→ QUOTED PASSAGE:
::::::::::
The closing strophe of the chapter proceeds with even stronger touch and more abundant colour to represent his dignity. Men listened to him and waited. Like a refreshing rain upon thirsty ground—and how thirsty the desert could be!—his counsel fell on their ears. He smiled upon them when they had no confidence, laughed away their trouble, the light of his countenance never dimmed by their apprehensions. Even when all about him were in dismay his hearty hopeful outlook was unclouded. Trusting God, he knew his own strength and gave freely of it.
"I chose out their way, and sat as a chief,
And dwelt as a king in the crowd,
As one that comforteth the mourners."
Looked up to with this great esteem, acknowledged leader in virtue of his overflowing goodness and cheerfulness, he seemed to make sunshine for the whole community. Such was the past. All that had been, is gone apparently for ever.
How inexpressibly strange that power so splendid, mental, physical and moral strength used in the service of less favoured men should be destroyed by Eloah! It is like blotting out the sun from heaven and leaving a world in darkness. And most strange of all is the way in which low men assist the ruin that has been wrought.
::::::::::
→ LISTING:
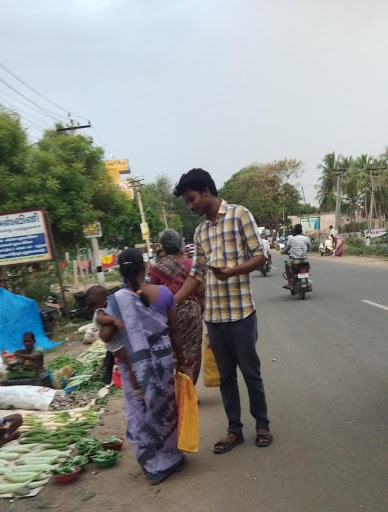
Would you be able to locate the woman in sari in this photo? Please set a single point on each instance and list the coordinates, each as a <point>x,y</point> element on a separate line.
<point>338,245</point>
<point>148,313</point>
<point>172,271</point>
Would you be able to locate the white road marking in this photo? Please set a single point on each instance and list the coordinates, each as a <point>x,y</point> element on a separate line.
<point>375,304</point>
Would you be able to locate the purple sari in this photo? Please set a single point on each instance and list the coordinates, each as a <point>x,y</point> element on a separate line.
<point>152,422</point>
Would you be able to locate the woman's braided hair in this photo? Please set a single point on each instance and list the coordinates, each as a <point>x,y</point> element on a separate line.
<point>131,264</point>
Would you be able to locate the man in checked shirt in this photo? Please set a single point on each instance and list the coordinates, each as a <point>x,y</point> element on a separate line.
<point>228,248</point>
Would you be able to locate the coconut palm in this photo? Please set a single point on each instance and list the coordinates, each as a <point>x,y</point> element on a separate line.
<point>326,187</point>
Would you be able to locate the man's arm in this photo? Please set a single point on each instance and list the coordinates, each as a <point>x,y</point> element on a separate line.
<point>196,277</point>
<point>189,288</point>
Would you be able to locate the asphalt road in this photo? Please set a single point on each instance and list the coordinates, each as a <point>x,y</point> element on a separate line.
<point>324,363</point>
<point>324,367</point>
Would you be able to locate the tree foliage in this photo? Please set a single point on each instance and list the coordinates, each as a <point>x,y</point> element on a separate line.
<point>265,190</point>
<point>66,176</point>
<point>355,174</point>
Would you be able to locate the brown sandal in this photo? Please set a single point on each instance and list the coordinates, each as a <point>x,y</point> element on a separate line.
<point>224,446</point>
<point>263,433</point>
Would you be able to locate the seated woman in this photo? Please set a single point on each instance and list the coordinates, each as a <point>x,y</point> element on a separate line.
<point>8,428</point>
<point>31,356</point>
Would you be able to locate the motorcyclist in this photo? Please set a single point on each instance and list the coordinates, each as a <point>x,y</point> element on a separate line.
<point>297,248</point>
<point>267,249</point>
::::::::::
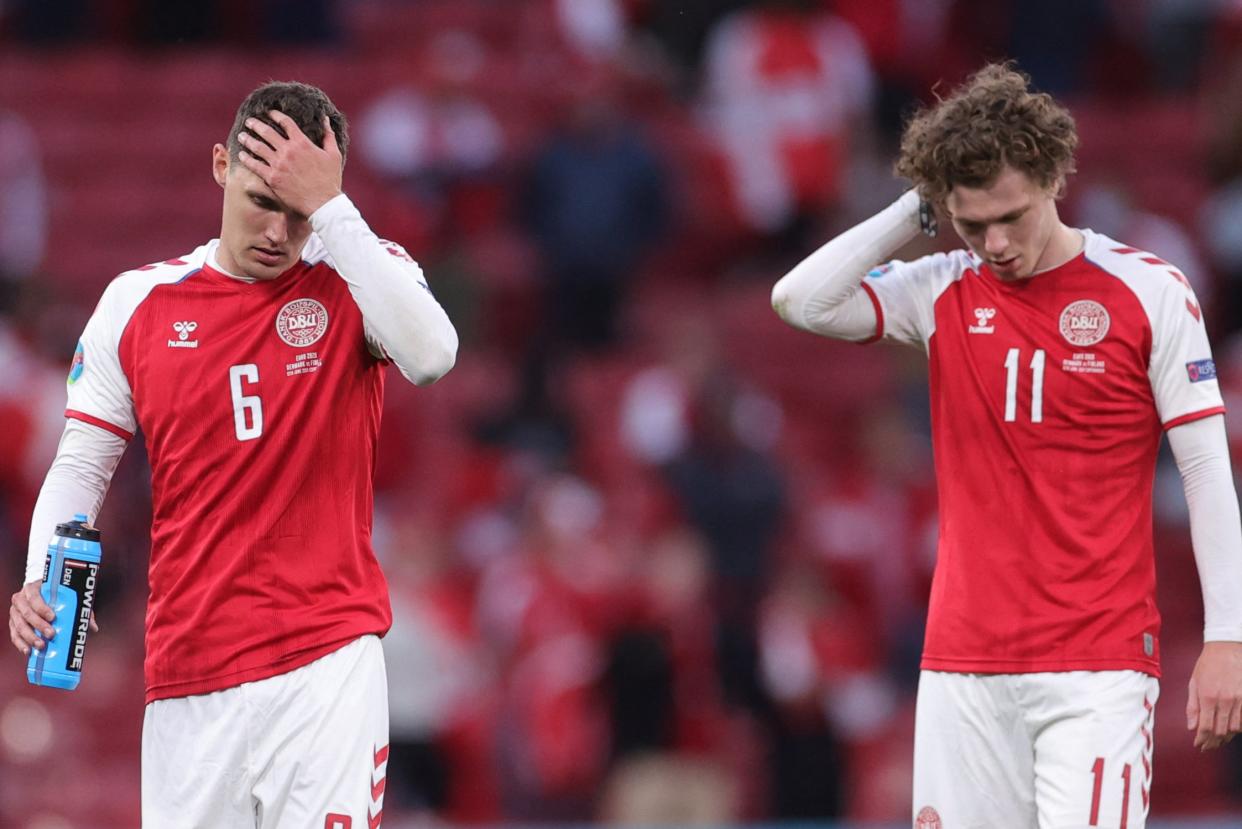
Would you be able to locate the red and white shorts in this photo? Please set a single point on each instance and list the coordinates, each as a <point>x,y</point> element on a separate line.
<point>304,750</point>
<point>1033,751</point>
::::::::::
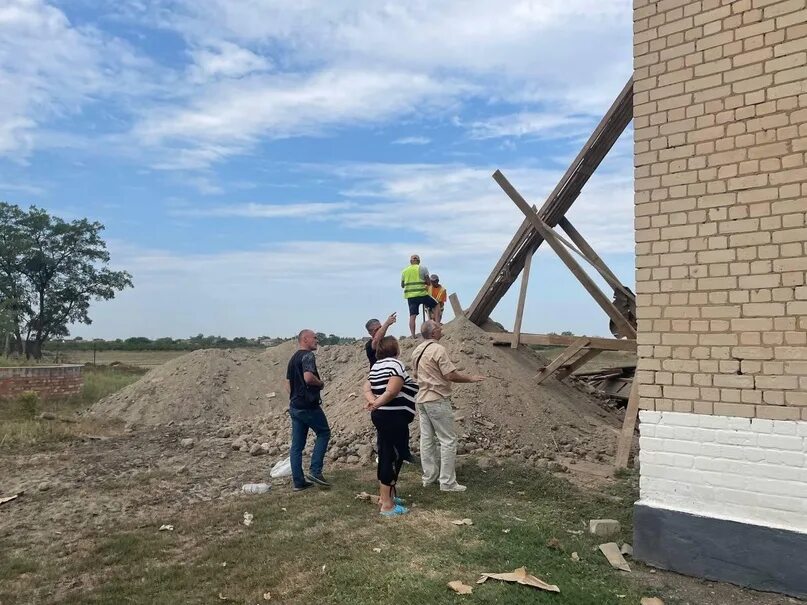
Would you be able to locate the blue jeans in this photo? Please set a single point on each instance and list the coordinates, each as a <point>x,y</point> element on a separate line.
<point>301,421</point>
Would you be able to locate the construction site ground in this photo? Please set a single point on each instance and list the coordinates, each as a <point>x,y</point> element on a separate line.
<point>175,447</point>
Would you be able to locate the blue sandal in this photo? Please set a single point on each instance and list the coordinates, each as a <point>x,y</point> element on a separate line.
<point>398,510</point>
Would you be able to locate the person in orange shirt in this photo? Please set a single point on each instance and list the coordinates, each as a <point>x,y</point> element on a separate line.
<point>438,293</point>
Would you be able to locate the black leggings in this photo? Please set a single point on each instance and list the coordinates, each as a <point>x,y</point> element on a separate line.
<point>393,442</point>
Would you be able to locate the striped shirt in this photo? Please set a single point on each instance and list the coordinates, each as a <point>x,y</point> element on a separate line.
::::::::::
→ TASKS:
- A) In the commentary passage, what is the man's counsel compared to as it falls on his hearers' ears?
- B) Write the next few sentences of the commentary passage, picking up after its final sentence.
You can set the listing aside.

→ IN RESPONSE:
- A) A refreshing rain upon thirsty ground.

- B)
The thirtieth chapter begins with this. Job is derided by the miserable and base whose fathers he would have disdained to set with the dogs of his flock. He paints these people, gaunt with hunger and vice, herding in the wilderness where alone they are suffered to exist, plucking mallows or salt-wort among the bushes and digging up the roots of broom for food. Men hunted them into the desert, crying after them as thieves, and they dwelt in the clefts of the wadies, in caves and amongst rocks. Like wild asses they brayed in the scrub and flung themselves down among the nettles. Children they were of fools, base-born, men who had dishonoured their humanity and been whipped out of the land. Such are they whose song and by-word Job is now become. These, even these abhor him and spit in his face. He makes the contrast deep and dreadful as to his own experience and the moral confusion that has followed Eloah's strange work. For good there is evil, for light and order there is darkness. Does God desire this, ordain it?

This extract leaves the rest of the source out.